# YOUR TASK:
Return, from the listing below, every line that includes "pheasant".

# SUPPLIED RECORDS:

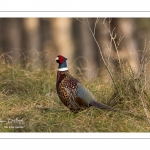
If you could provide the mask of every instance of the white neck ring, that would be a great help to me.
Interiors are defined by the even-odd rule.
[[[58,68],[58,71],[67,71],[67,70],[68,70],[67,67],[65,67],[65,68]]]

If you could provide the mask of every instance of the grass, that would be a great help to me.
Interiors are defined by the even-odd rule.
[[[0,120],[6,121],[0,123],[1,132],[150,131],[138,96],[134,92],[127,96],[127,82],[124,82],[126,85],[119,84],[121,96],[113,94],[112,86],[104,84],[100,78],[83,82],[99,102],[114,105],[119,111],[103,111],[91,107],[74,114],[57,96],[56,72],[57,70],[22,69],[0,63]],[[149,99],[146,99],[146,103],[149,108]],[[122,111],[132,113],[125,114]]]

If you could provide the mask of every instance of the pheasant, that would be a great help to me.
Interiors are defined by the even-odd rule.
[[[62,103],[72,112],[79,112],[90,106],[103,110],[114,110],[112,107],[97,102],[93,94],[69,74],[67,58],[58,55],[55,60],[59,64],[56,80],[57,94]]]

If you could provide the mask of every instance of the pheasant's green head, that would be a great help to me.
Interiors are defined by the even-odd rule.
[[[66,71],[66,70],[68,70],[67,63],[66,63],[67,58],[65,58],[62,55],[58,55],[55,60],[59,64],[59,66],[58,66],[58,70],[59,71]]]

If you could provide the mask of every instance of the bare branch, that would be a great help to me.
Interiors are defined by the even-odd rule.
[[[117,86],[116,86],[116,84],[115,84],[115,81],[114,81],[112,72],[110,71],[110,69],[109,69],[109,67],[108,67],[108,65],[107,65],[107,63],[106,63],[106,61],[105,61],[105,58],[104,58],[103,52],[102,52],[102,50],[101,50],[101,48],[100,48],[100,46],[99,46],[99,43],[98,43],[98,41],[96,40],[96,37],[95,37],[95,35],[94,35],[94,32],[92,31],[92,29],[90,28],[90,26],[89,26],[88,24],[84,23],[83,21],[81,21],[81,20],[78,19],[78,18],[77,18],[77,20],[78,20],[79,22],[83,23],[85,26],[87,26],[87,27],[89,28],[89,30],[90,30],[90,32],[91,32],[91,34],[92,34],[92,36],[93,36],[93,39],[94,39],[95,43],[96,43],[97,46],[98,46],[98,49],[99,49],[101,58],[102,58],[102,60],[103,60],[103,63],[104,63],[104,65],[105,65],[105,67],[106,67],[106,69],[107,69],[107,71],[108,71],[108,73],[109,73],[109,75],[110,75],[110,77],[111,77],[111,79],[112,79],[114,85],[115,85],[115,88],[118,89]]]
[[[118,57],[119,65],[121,65],[121,63],[120,63],[120,56],[119,56],[119,52],[118,52],[118,47],[117,47],[116,42],[115,42],[116,35],[113,36],[113,32],[114,32],[115,28],[114,28],[113,31],[111,32],[111,31],[110,31],[110,28],[108,28],[108,27],[105,25],[105,20],[106,20],[106,18],[103,20],[103,26],[104,26],[104,27],[107,29],[107,31],[109,32],[109,35],[110,35],[110,37],[111,37],[111,39],[112,39],[112,41],[113,41],[113,43],[114,43],[114,45],[115,45],[115,49],[116,49],[116,52],[117,52],[117,57]],[[111,22],[111,20],[109,20],[109,24],[110,24],[110,22]],[[109,26],[109,27],[110,27],[110,26]]]
[[[96,21],[95,21],[94,32],[93,32],[94,35],[95,35],[96,25],[97,25],[98,22],[99,22],[99,18],[97,18]]]
[[[89,19],[88,19],[88,18],[86,19],[86,22],[87,22],[87,25],[90,26],[90,24],[89,24]]]

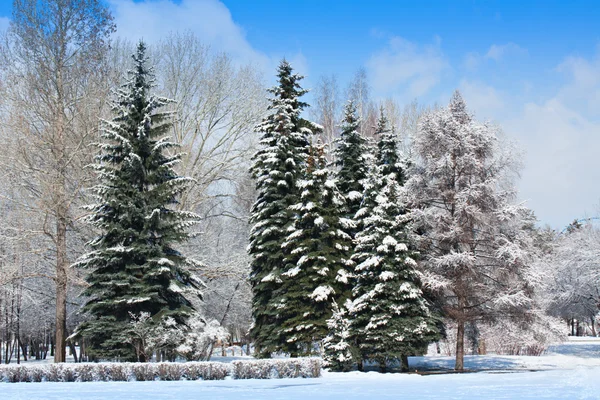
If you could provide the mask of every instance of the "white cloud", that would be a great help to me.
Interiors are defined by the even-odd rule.
[[[471,53],[465,62],[477,65],[473,59],[497,61],[519,52],[525,54],[513,46],[492,46],[486,56]],[[554,81],[539,83],[546,85],[542,91],[531,82],[524,82],[522,90],[500,89],[481,74],[463,79],[459,88],[478,119],[497,121],[523,147],[519,197],[542,223],[562,229],[598,212],[600,51],[595,58],[566,57],[555,71]]]
[[[488,51],[483,55],[476,51],[467,53],[463,65],[469,70],[475,70],[485,61],[491,60],[499,62],[508,57],[522,57],[527,54],[527,49],[512,42],[506,44],[492,44]]]
[[[493,44],[485,54],[485,58],[500,61],[507,56],[522,56],[526,54],[527,50],[515,43]]]
[[[10,24],[10,18],[0,17],[0,32],[6,31],[8,29],[9,24]]]
[[[593,213],[600,199],[600,124],[551,98],[527,103],[503,124],[526,151],[520,184],[542,222],[561,228]]]
[[[582,112],[597,116],[600,109],[600,49],[592,60],[567,57],[556,70],[569,79],[557,97]]]
[[[464,65],[467,69],[476,69],[481,64],[481,54],[476,51],[467,53],[464,60]]]
[[[310,73],[308,68],[308,60],[301,51],[292,54],[291,56],[287,56],[286,59],[294,68],[294,70],[300,75],[306,76]]]
[[[109,0],[117,24],[117,35],[153,43],[171,31],[189,30],[213,48],[234,58],[271,67],[271,60],[254,49],[229,9],[218,0]]]
[[[439,40],[419,46],[401,37],[390,39],[388,46],[374,54],[366,66],[377,92],[389,95],[403,91],[413,98],[439,84],[449,68]]]
[[[505,100],[494,87],[480,81],[467,79],[463,79],[458,87],[469,108],[479,118],[497,119],[504,110]]]

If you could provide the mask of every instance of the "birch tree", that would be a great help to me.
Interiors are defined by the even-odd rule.
[[[94,139],[103,107],[100,93],[108,38],[114,30],[99,0],[15,0],[2,46],[6,105],[14,152],[5,165],[18,176],[25,206],[36,215],[36,231],[53,251],[57,350],[65,361],[69,234],[85,186],[87,144]],[[5,114],[6,116],[7,114]]]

# RESPONSE TO THE TASK:
If you could provide the mask of every instance of the pheasant, that would be a great help to me.
If you could provide the mask of every instance of the pheasant's green head, that would be a great help to me.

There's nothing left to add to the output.